Your instructions — Write out exactly the lines below that run from the line containing "Q: Pinpoint the stage" through the last line of the records.

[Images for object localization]
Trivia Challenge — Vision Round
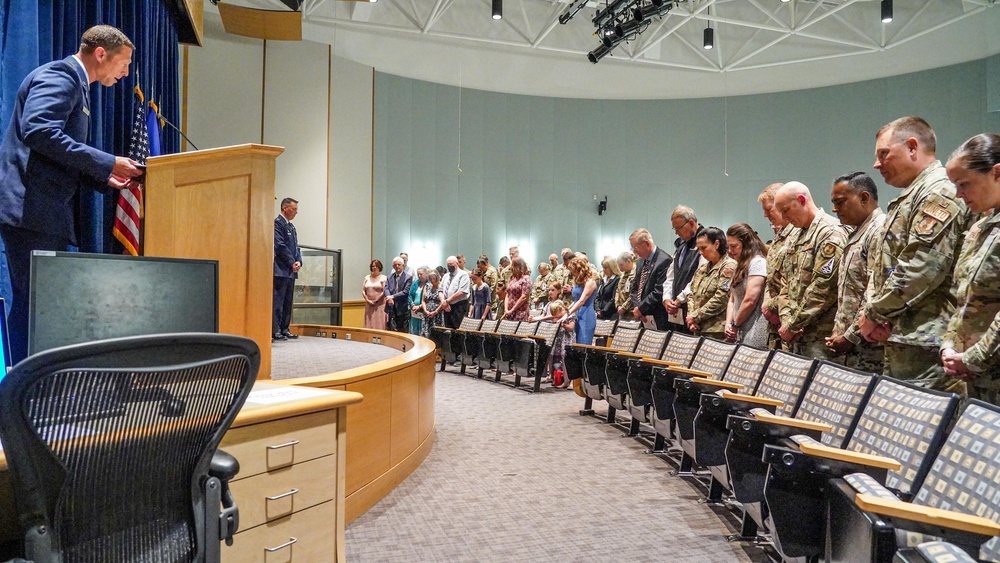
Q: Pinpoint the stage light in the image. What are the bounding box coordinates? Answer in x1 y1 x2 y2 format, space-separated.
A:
614 19 643 39
881 0 892 23
632 0 673 23
492 0 502 20
588 44 613 64
703 26 714 49
558 0 588 25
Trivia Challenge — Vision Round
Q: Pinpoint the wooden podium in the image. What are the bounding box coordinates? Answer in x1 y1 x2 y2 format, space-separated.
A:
143 144 283 379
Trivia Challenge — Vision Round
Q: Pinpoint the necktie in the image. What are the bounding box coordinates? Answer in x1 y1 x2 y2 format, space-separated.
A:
638 260 650 296
678 243 687 266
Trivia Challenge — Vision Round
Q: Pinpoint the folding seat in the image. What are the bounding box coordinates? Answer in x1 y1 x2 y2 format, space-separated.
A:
722 361 877 542
602 329 670 431
482 320 522 381
471 319 501 377
626 333 702 446
687 349 817 501
495 321 538 385
454 317 484 375
894 541 980 563
430 323 458 371
670 344 771 475
593 319 618 346
573 323 643 422
760 377 960 561
825 399 1000 563
511 321 561 393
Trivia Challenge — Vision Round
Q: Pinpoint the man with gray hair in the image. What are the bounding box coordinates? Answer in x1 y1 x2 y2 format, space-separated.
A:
629 228 671 329
662 205 705 332
385 256 414 333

Written response —
Q: Pinpoint the stage light in the image. What are the bounding box coordinates? Answer in x1 y1 x2 y2 format, space-separated.
A:
614 19 643 39
881 0 892 23
632 0 673 23
492 0 502 20
588 44 613 64
703 26 714 49
558 0 588 25
Trivia Challenge — Vision Round
Q: Pinpoint the wooden podium in the image. What are the bounding box coordinates? Answer in x1 y1 x2 y2 format, space-separated.
A:
143 144 283 379
Trivia Challenge — Vision Round
Q: Pinpoint the necktie in the image. What are the bounding box coordinates? Answer in x1 y1 x2 y2 format, space-separated.
A:
638 260 650 296
678 243 687 266
Trivia Challenge — Vision Round
Q: Pinpoint the folding seat in the image. What are the bounding box coordinates? Answer in x1 y1 x2 y2 format, space-separated.
A:
722 361 877 542
602 329 670 431
482 320 522 381
471 319 501 377
626 333 702 446
687 349 817 501
495 321 538 385
454 317 484 375
894 541 980 563
430 323 458 371
670 344 771 475
593 319 618 346
573 323 643 422
760 377 960 561
825 399 1000 563
511 321 561 393
Trivia Challenge — Vision Round
Q: Pinpoint the man with gray hair in the image. What are the bounding box coordinates? Answer in x1 y1 x2 y2 format, space-separated.
A:
629 228 671 329
662 205 705 332
385 256 414 333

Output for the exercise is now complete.